:: WHAT YOU WILL DO ::
Write the entries out exactly. Any images they hold stay out of the copy.

((

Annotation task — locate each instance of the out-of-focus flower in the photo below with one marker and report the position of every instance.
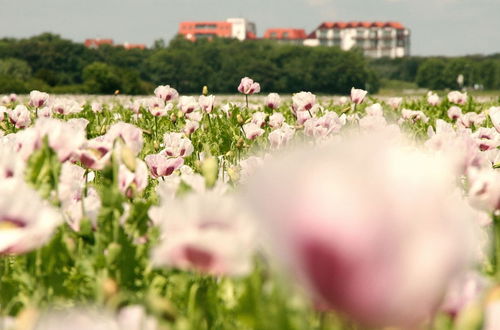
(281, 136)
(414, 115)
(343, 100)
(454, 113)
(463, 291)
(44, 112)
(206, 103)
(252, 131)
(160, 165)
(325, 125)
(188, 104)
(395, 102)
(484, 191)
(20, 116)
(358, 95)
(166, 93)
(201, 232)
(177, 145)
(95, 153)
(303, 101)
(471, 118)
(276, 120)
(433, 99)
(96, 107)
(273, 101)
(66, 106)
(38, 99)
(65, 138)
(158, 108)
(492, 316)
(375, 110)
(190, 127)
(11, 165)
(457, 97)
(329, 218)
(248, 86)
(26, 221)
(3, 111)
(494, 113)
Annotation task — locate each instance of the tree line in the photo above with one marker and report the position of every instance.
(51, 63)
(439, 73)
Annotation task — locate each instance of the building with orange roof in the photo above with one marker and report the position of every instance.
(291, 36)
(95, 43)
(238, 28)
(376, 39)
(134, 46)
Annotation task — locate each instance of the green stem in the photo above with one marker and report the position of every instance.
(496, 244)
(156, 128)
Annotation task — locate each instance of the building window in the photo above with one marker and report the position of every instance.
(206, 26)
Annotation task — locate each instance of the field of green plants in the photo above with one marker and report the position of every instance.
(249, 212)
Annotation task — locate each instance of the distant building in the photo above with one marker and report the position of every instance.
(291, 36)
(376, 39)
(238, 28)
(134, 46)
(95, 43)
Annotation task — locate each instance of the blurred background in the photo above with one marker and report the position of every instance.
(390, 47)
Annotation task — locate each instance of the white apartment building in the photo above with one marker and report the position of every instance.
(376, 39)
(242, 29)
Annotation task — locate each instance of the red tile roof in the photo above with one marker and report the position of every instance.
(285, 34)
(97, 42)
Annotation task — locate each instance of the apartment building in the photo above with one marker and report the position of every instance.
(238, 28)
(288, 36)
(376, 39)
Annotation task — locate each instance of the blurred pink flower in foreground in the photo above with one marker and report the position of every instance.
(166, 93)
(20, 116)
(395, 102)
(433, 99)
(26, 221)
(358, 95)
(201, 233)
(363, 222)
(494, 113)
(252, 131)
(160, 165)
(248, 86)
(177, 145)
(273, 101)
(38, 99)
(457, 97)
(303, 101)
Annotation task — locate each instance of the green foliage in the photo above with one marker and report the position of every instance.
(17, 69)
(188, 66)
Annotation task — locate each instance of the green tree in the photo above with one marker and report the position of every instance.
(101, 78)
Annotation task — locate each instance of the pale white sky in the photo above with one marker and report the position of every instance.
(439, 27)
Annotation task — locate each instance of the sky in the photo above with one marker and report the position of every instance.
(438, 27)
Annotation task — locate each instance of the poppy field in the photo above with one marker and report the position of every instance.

))

:: EXERCISE ANSWER ::
Annotation task — locate each instance of the out-of-focus flower in the photo below with one marker and report the position of every instance.
(281, 136)
(414, 115)
(343, 100)
(454, 113)
(463, 291)
(44, 112)
(206, 103)
(252, 131)
(160, 165)
(325, 125)
(188, 104)
(395, 102)
(484, 191)
(20, 116)
(358, 95)
(166, 93)
(201, 232)
(177, 145)
(95, 153)
(303, 101)
(471, 118)
(276, 120)
(433, 99)
(96, 107)
(273, 101)
(66, 106)
(38, 99)
(65, 138)
(158, 108)
(492, 316)
(375, 110)
(190, 127)
(11, 165)
(457, 97)
(329, 218)
(248, 86)
(26, 221)
(3, 111)
(494, 113)
Annotation task — locate each instance of the tree line in the photo above with one marker and report the position of every instance.
(51, 63)
(439, 73)
Annotation task — locate each instance of the building with orange roof in the photo above with one marker and report the position of every instance.
(291, 36)
(95, 43)
(238, 28)
(376, 39)
(134, 46)
Annotation task — locate each instance of the green stem in the photo above with one marker and report the position of every instance.
(496, 244)
(156, 128)
Annotation task — locate each instance of the building window in the photo above with one marker and report the position of every instance.
(206, 26)
Annotation task — locate each instance of the field of green plants in the photo above with one marker and report the position of every instance.
(249, 212)
Annotation task — locate each instance of the distant building in the photo above with one marker and report the position of every instance.
(291, 36)
(376, 39)
(238, 28)
(134, 46)
(95, 43)
Annotation task — locate each instance of the blurred background in the photo above with one marker and report the position of every instance.
(390, 47)
Annotation task — locate each instance of the white apartment building in the photo above with one marker and report the position of every instance.
(376, 39)
(242, 29)
Annotation task — locate each instance of the red tile roof in the photo above with one marker and report the position of every instance.
(285, 34)
(97, 42)
Annotation task — locate each instance of the apartment building in the photo above with one marker and report the position of every instance.
(238, 28)
(288, 36)
(376, 39)
Annotation task — locate each instance of the blurred pink flower in foreground in the photo above with one marker and report the position of every instance.
(166, 93)
(20, 116)
(395, 102)
(433, 99)
(26, 221)
(358, 95)
(201, 233)
(363, 222)
(494, 113)
(252, 131)
(160, 165)
(248, 86)
(177, 145)
(273, 101)
(38, 99)
(457, 97)
(303, 101)
Annotation task — locate each instance of the green foliage in the photo above with one marker and report the position of every instance.
(17, 69)
(188, 66)
Annotation task — locate each instance of the green tree in the photo above with one marker and report the position of every instance.
(101, 78)
Annotation task — locate each instance of the pale white sky in the photo above with one marker and report the position of every instance.
(439, 27)
Annotation task — locate each instance of the sky in the photo above with one marker and report the position of every instance.
(438, 27)
Annotation task — locate each instance of the poppy field in the photo above with one marker and report the position of every instance.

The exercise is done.